500 Jahre Bauernkrieg in der Kultur: Die Bauern setzten sich gegen die Obrigkeit und ihre Blutsauger zur Wehr. Schriftsteller, Liedermacher und Regisseure machen sie unsterblich. Thomas Müntzer & Co. richteten sich auch gegen den Klerus. In unserer Juni-Ausgabe mit dem Titelthema «Der letzte Papst» beleuchten wir die Schattenseiten der Kirche. Hier mehr erfahren.
Bauernaufstände gegen herrschende Blutsauger lassen sich bis in die Antike nachweisen. Und nicht bloß in Europa. Man erinnere an die Revolte der Gelben Turbane im China des 2. Jahrhunderts nach Christi: Von Großgrundbesitzern stranguliert, wagten entwurzelte Bauern unter Anführung eines taoistischen Sektenführers den Widerstand. In Europa schwangen Landwirte ab dem 9. Jahrhundert (Stellinga-Aufstand in Altsachsen, 841–843) regelmäßig die Mistgabel.
Manche Rebellen stürmten auch die literarische Hitparade. Darunter war einer der Militärberater im Bauernkrieg des 16. Jahrhunderts, Götz von Berlichingen (1480–1562), dem Goethe ein Drama widmete und den «schwäbischen Gruß» rausschreien ließ:
«Er aber, sag‘s ihm, er kann mich im Arsche lecken!»

### ZU ERLEDIGEN
1. Suche in den Datensätzen jede Zeile heraus, in der die Zeichenfolge „motif“ vorkommt, und gib diese Zeilen unverändert wieder.
2. Setze bitte den Text über den Bauernkrieg im Anschluss an seinen letzten Satz fort.
Die Datensätze haben mit dem Text über den Bauernkrieg nichts zu tun.

[Gespeicherte Dateneinträge]

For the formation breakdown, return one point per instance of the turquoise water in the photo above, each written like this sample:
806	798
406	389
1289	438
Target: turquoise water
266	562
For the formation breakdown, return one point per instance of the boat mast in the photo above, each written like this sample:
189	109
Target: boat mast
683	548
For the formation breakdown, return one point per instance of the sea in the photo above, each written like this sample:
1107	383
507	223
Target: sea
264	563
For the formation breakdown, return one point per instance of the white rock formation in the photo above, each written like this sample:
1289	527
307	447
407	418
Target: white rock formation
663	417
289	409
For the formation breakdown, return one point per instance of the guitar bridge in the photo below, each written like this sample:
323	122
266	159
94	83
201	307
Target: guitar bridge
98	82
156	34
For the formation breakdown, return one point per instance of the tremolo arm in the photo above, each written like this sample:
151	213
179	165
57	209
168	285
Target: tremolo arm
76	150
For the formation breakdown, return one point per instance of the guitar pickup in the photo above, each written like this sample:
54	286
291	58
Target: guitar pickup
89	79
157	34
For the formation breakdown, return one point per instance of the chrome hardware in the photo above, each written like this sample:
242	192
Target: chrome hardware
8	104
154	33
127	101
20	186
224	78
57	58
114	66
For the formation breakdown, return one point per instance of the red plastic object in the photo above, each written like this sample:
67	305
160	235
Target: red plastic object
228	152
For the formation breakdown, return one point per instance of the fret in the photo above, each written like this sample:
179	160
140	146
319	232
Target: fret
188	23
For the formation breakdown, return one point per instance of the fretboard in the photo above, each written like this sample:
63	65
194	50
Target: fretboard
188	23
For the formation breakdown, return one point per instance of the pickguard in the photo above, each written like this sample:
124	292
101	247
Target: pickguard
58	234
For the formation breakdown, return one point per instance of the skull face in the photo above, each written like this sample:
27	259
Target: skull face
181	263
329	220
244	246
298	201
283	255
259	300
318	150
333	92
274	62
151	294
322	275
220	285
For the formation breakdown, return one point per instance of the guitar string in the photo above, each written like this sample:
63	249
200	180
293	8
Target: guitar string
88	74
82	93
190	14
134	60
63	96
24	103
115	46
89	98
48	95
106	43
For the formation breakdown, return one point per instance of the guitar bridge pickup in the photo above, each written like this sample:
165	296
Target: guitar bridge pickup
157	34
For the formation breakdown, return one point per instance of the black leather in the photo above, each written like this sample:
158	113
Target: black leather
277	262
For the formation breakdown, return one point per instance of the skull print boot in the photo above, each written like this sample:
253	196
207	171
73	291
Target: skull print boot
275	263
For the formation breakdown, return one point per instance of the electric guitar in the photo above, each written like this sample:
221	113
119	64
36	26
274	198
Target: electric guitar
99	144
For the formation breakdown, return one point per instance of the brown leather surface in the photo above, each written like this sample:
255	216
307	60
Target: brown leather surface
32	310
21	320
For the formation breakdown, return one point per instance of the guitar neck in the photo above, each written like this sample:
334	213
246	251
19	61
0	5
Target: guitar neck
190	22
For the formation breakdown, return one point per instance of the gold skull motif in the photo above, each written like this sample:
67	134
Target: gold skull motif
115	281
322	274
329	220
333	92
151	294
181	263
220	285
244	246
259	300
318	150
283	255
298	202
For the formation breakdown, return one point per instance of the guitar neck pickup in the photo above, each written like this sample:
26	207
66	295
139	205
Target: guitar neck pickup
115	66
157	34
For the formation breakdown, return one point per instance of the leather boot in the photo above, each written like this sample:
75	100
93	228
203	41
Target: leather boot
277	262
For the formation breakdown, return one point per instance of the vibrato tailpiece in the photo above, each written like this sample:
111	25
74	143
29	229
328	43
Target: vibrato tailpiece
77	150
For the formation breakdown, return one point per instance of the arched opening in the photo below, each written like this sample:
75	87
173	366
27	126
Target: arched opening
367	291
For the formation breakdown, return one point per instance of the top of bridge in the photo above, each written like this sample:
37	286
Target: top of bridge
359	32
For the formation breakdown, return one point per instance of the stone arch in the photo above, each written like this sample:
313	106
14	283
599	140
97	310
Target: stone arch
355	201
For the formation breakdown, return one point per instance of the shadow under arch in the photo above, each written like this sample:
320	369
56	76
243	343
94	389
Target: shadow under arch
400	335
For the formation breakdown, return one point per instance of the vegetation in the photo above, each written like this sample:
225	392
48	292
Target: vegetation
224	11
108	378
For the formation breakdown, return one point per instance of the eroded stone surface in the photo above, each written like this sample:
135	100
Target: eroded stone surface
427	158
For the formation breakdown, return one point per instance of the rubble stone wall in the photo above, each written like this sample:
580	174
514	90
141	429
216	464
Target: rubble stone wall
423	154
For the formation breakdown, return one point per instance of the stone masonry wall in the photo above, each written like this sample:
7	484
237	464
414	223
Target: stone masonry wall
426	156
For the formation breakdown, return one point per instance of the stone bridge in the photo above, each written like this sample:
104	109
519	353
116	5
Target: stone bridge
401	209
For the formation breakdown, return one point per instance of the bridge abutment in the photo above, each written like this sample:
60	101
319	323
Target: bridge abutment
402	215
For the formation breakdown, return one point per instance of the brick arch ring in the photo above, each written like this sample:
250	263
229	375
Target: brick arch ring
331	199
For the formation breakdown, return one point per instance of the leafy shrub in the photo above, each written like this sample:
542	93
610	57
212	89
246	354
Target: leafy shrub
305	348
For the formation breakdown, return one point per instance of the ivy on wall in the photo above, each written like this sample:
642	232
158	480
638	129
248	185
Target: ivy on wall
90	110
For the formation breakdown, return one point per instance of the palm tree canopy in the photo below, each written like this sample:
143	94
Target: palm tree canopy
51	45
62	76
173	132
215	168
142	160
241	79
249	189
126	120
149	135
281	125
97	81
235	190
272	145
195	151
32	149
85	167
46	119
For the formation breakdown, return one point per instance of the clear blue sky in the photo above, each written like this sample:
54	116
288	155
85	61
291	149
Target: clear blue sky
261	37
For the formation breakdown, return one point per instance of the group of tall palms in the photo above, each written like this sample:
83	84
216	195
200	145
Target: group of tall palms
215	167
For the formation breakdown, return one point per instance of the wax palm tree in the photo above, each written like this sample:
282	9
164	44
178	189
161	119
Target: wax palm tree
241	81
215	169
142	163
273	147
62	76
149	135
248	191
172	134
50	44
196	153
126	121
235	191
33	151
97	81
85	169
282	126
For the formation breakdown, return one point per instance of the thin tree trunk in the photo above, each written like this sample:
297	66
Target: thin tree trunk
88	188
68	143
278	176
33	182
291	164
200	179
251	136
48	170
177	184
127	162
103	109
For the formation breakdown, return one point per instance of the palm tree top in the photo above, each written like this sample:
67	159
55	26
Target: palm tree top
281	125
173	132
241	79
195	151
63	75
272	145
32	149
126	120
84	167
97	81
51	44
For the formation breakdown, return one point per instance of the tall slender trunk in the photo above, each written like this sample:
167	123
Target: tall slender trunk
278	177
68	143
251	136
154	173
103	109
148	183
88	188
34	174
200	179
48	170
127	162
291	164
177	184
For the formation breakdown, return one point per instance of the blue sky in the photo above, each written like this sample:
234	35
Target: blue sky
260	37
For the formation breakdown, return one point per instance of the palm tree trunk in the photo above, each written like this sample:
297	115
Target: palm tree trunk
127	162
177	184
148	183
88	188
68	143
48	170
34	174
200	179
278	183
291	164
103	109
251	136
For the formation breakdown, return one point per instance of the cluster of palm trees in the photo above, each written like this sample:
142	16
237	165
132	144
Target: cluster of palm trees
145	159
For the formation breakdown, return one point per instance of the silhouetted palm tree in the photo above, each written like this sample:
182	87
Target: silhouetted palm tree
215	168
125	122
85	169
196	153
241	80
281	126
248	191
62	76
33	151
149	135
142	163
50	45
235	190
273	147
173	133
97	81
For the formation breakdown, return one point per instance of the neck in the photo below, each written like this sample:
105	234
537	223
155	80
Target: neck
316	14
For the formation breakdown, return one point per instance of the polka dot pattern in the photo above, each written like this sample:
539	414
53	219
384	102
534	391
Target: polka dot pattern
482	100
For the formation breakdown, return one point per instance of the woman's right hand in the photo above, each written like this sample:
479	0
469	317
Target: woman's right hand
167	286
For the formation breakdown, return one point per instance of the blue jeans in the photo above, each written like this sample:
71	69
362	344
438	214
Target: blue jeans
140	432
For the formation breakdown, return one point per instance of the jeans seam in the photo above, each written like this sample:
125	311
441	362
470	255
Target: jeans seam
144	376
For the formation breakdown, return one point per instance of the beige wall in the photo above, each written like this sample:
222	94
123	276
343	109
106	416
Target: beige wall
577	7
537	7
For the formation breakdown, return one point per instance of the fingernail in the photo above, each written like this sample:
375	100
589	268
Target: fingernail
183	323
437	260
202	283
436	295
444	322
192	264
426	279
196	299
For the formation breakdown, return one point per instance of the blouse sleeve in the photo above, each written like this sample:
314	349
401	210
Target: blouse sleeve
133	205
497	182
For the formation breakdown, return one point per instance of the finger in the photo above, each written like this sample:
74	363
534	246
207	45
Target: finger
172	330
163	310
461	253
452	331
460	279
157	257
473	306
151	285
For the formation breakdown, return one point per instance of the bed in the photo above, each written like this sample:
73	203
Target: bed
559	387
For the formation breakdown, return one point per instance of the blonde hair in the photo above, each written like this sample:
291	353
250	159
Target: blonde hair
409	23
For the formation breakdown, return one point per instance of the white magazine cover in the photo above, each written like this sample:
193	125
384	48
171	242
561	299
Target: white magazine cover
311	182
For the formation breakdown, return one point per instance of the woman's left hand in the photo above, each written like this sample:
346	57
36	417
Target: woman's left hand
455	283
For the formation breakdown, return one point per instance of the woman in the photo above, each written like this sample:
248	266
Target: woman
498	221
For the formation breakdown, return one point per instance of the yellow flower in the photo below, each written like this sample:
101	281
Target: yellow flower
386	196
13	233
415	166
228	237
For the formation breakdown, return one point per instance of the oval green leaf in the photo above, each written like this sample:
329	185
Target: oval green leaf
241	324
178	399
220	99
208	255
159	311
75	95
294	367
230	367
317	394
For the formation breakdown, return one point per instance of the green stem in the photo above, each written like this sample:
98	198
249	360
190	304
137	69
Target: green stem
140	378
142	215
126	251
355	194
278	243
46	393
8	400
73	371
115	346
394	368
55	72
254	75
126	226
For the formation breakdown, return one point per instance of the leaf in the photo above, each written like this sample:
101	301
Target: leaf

### SCHRIFTLICHE ANTWORTEN
1.
For the formation breakdown, return one point per instance of the gold skull motif in the photo above, each written like this sample:
Target: gold skull motif

2.
Auch der Reichsritter Florian Geyer (1490–1525) kämpfte an der Seite des Landvolks. Seine Geschichte hat Gerhart Hauptmann in dem gleichnamigen Drama (1896) erzählt. Ihm galt auch ein bekanntes Fahrtenlied der bündischen Jugend (um 1920):
«Wir sind des Geyers schwarzer Haufen, heia hoho, und wollen mit Tyrannen raufen, heia hoho! Spieß voran, drauf und dran, setzt aufs Klosterdach den roten Hahn!»
Den Feudalherren wird mit Verweis auf die Bibel kräftig eingeschenkt: «Als Adam grub und Eva spann, kyrieleys, wo war denn da der Edelmann?» Schlagersänger Heino übernahm das Lied während der 1970er in sein Repertoire.

Andreas Hofer und Thomas Müntzer
Für Andreas Hofer, der die Tiroler gegen Napoleons Besatzungstruppen führte, listet Wikipedia allein ein Dutzend Spielfilme und unzählige Romane auf. Als wirkmächtigster Anführer einer Bauernrevolte gilt jedoch Thomas Müntzer: Der 1489 in Stolberg geborene Prediger startete als überzeugter Lutheraner. Beide lehnten die religiöse Autorität des Papstes strikt ab.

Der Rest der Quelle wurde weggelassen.